(Extracted entries begins)

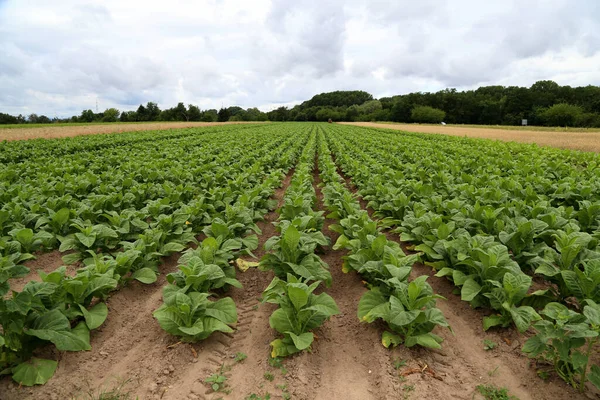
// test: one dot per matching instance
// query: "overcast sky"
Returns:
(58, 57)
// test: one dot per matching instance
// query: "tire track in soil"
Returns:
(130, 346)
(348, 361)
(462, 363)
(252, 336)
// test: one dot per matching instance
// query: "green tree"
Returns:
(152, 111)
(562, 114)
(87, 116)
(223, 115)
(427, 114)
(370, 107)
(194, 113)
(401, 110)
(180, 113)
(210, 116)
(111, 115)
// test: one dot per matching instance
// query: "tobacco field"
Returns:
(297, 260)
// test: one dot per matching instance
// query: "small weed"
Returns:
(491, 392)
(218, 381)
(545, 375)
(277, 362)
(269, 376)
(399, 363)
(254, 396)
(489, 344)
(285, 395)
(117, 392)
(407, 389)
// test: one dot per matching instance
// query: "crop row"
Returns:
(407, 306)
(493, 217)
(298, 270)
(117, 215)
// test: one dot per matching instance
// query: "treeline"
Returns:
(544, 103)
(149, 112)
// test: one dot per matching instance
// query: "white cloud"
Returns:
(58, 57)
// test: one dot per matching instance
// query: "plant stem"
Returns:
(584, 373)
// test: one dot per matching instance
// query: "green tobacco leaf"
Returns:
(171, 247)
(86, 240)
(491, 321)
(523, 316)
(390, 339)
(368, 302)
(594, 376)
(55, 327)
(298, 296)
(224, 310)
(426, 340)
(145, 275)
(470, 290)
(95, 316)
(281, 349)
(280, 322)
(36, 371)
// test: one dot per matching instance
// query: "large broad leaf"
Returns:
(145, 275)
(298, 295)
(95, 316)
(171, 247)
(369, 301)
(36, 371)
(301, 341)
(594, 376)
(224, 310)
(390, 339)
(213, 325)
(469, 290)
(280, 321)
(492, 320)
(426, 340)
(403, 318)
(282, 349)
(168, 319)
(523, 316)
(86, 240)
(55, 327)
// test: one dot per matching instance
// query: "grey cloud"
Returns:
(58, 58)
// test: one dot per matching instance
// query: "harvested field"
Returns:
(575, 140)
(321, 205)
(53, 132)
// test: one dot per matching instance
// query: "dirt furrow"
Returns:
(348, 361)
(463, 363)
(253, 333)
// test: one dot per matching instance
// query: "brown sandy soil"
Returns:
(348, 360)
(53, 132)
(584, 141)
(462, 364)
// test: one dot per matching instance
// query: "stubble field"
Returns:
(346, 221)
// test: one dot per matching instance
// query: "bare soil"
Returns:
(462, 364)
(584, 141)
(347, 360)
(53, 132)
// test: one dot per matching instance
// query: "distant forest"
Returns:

(Extracted entries ends)
(Extracted entries begins)

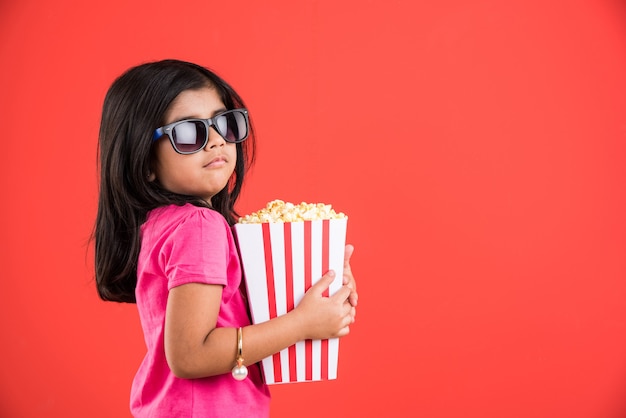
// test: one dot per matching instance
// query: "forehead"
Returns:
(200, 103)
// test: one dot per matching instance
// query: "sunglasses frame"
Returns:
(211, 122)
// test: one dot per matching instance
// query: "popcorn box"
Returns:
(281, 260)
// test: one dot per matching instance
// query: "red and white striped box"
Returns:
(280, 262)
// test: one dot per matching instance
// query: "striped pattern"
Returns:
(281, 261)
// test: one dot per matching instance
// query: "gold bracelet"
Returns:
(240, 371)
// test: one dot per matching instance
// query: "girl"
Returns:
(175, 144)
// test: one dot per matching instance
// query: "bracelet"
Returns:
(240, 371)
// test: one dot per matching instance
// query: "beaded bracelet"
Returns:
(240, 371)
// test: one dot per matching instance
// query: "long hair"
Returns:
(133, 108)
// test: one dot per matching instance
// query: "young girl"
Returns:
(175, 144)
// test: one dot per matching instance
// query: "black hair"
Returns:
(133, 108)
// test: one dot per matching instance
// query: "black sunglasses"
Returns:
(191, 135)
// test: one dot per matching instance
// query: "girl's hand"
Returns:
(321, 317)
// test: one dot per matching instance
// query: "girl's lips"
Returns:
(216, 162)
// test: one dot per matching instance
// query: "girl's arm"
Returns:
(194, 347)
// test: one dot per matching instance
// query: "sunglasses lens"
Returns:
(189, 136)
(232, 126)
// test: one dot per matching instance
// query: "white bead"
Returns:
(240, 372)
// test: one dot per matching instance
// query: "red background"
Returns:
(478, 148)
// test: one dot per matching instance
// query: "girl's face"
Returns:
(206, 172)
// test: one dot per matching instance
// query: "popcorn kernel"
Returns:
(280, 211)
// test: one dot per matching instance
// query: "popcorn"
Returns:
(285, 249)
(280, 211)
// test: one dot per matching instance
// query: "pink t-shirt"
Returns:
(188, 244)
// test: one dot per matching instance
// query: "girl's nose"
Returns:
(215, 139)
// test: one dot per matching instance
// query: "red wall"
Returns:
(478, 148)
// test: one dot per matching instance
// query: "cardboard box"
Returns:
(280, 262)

(Extracted entries ends)
(Extracted entries begins)

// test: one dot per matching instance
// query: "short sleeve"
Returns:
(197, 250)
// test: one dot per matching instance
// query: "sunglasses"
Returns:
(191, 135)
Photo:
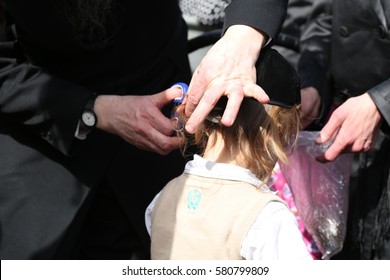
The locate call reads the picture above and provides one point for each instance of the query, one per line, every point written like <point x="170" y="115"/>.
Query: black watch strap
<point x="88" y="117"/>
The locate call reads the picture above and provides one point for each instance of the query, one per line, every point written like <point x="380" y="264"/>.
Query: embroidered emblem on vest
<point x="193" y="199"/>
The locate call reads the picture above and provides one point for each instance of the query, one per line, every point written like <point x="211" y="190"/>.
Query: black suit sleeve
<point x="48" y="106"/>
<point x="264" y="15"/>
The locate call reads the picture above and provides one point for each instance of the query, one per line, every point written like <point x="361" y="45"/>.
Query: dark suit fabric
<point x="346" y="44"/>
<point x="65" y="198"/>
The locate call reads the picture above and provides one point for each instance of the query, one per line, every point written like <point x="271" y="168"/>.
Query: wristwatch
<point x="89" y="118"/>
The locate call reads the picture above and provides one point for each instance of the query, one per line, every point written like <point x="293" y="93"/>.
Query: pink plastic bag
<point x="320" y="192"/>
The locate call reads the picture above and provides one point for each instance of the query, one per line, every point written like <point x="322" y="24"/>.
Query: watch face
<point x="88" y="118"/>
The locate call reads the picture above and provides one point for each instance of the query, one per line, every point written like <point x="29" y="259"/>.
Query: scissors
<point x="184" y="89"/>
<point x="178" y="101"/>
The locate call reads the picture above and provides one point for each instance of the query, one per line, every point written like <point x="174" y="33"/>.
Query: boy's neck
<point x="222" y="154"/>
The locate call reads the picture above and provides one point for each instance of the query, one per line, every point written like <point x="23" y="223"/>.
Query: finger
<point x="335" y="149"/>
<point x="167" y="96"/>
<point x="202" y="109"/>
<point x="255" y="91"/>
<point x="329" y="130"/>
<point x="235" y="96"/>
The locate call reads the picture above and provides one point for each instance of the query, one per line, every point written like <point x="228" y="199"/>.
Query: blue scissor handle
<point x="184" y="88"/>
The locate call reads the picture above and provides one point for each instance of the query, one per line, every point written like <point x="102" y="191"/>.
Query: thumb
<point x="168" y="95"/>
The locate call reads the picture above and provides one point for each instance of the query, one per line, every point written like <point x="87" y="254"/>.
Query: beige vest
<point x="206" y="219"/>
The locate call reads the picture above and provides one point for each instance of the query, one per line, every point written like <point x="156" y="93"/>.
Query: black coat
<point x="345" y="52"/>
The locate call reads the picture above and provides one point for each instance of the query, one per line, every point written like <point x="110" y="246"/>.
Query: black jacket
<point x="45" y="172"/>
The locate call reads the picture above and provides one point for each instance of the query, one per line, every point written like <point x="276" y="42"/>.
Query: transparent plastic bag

(Extracted entries ends)

■ **Your assignment**
Print again the lines of the entries above that fall between the line holding "Query: finger" and the line holding "Query: transparent plastic bag", inclusive, exactly as they stand.

■ **Expected answer**
Query: finger
<point x="335" y="149"/>
<point x="167" y="96"/>
<point x="202" y="109"/>
<point x="255" y="91"/>
<point x="329" y="130"/>
<point x="235" y="96"/>
The locate call reads the picture above and provides one point for each instance of the query, one per line, every point written like <point x="228" y="199"/>.
Query: blue scissor handle
<point x="184" y="88"/>
The locate call reads the picture above and provides one point for each instance of the query, one per line, every point written like <point x="102" y="191"/>.
Query: thumb
<point x="168" y="95"/>
The locate call reads the picture above and provides one point for each instance of the query, one per line, every point written like <point x="87" y="254"/>.
Query: beige vest
<point x="206" y="219"/>
The locate call reads the picture above and provides one point for each instance of the query, one per line, every point written like <point x="156" y="93"/>.
Query: black coat
<point x="345" y="52"/>
The locate call reads the picture above and provides one point for each instance of the query, one per line, every point written like <point x="110" y="246"/>.
Query: black jacket
<point x="45" y="172"/>
The locate call reads the picture above and provides one point for each instance of the query, one per line, every point written like <point x="276" y="42"/>.
Query: transparent plastic bag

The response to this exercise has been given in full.